** Instructions to follow **
List each line in the entries below that contains the word "sign".

### Provided data

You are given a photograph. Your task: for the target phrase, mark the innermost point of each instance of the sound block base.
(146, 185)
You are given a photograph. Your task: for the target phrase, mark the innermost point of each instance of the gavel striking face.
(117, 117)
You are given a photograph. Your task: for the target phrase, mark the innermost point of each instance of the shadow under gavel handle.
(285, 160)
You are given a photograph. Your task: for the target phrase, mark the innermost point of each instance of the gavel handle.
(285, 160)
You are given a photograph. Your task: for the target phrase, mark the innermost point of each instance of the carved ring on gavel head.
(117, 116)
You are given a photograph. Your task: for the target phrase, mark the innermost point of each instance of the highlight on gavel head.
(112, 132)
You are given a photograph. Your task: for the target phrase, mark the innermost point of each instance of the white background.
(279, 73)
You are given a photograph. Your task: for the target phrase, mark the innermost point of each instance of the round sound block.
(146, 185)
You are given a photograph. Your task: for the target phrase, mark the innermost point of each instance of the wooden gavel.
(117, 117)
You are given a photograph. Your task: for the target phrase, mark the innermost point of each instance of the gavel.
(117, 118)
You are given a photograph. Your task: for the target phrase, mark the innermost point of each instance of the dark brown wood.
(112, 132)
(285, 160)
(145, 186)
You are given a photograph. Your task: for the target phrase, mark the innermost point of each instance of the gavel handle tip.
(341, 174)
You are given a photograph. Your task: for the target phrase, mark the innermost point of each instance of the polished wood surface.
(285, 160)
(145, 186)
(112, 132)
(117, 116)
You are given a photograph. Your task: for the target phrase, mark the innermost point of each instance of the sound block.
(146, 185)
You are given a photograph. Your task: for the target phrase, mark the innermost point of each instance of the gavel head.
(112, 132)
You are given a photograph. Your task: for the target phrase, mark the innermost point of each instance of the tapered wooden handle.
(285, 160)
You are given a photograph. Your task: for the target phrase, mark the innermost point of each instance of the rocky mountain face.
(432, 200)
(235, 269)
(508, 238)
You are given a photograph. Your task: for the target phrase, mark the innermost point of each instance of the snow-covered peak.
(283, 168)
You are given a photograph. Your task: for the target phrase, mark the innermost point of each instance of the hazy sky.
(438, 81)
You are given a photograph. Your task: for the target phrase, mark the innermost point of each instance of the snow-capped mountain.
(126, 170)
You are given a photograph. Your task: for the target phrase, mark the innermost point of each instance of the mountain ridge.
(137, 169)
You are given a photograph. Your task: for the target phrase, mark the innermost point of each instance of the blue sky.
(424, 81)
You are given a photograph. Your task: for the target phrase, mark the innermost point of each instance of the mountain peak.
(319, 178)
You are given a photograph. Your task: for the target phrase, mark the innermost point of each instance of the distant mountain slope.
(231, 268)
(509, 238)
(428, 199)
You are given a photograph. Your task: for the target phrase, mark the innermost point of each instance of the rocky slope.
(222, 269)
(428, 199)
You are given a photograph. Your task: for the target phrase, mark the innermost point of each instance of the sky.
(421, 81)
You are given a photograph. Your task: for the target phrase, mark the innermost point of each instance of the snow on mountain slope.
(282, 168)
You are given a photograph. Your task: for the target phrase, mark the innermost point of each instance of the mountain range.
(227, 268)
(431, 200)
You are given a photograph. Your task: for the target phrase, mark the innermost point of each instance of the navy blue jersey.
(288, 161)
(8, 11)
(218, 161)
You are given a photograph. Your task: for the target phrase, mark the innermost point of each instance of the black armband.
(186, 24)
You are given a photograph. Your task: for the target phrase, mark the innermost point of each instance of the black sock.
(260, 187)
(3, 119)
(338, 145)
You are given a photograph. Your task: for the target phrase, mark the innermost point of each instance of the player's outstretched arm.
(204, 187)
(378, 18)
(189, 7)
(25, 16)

######
### Provided data

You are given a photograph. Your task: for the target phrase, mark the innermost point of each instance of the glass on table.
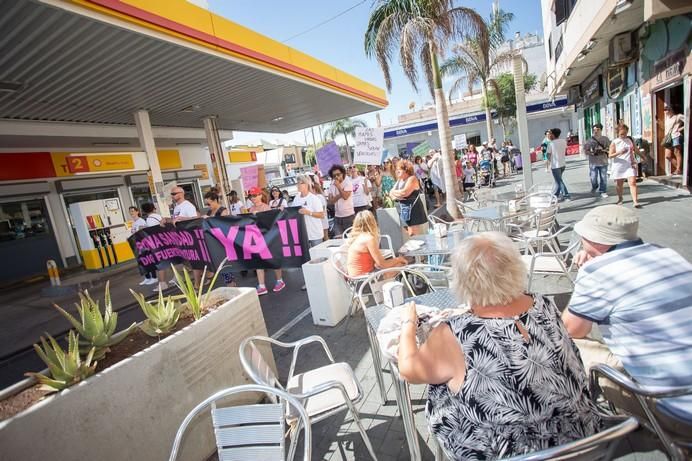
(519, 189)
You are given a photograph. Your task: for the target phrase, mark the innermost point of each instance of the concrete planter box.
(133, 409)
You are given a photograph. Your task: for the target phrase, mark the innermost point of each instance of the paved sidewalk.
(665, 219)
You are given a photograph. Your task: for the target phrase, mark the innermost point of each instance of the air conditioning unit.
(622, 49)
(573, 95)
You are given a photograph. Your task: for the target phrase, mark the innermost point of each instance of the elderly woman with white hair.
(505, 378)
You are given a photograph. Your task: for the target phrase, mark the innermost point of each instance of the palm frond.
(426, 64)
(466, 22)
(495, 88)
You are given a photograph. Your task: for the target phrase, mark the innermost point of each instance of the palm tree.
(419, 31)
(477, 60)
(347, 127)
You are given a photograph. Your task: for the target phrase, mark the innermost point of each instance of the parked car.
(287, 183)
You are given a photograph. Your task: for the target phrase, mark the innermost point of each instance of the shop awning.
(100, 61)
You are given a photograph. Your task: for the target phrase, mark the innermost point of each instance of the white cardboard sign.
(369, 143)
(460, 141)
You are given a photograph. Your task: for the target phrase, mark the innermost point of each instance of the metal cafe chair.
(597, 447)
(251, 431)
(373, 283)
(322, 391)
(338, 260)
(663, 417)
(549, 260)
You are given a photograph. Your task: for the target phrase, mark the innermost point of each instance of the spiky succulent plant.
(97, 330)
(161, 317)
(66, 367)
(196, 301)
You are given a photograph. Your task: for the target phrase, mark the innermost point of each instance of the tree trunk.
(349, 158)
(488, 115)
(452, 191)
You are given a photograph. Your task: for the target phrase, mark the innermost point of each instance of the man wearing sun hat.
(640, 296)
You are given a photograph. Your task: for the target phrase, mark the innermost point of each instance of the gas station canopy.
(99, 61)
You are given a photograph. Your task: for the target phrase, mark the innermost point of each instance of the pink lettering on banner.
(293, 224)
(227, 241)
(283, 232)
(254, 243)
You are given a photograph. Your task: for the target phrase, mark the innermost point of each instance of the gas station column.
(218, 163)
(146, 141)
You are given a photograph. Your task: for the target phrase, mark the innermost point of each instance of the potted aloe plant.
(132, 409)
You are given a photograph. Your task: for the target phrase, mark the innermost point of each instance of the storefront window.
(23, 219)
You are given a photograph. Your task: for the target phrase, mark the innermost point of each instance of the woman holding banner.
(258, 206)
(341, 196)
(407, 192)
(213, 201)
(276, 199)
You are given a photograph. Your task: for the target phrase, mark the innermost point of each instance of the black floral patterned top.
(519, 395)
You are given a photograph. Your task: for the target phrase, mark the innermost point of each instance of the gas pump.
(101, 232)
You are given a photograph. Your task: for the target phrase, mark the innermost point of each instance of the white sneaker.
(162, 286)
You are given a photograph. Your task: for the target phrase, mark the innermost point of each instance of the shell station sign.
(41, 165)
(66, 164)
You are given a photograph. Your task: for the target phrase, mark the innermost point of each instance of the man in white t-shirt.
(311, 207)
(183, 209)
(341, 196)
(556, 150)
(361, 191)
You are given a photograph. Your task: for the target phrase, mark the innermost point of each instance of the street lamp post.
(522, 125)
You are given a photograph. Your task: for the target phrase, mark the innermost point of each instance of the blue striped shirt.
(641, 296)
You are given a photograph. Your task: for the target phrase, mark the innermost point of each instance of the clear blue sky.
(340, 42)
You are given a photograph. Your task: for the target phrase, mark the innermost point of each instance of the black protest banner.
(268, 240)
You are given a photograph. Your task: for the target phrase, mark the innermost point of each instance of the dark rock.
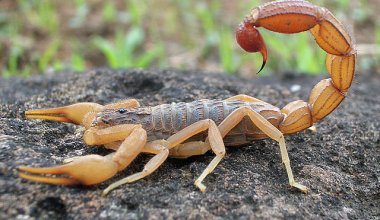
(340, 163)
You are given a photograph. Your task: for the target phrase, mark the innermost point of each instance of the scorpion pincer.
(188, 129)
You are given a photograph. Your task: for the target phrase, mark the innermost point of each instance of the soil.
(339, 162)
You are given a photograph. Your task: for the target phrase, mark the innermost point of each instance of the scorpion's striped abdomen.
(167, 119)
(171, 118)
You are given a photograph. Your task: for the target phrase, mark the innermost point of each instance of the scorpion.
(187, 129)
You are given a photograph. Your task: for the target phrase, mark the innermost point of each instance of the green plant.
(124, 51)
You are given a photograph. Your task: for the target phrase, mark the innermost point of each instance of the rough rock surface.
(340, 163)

######

** Solved exercise **
You are given a photograph. Your task: for the target phrase, mark the innermost point of each instance of the white cardboard sign.
You are given a photograph. Your task: for the target phrase, mark the innermost point of each instance of the shell station sign.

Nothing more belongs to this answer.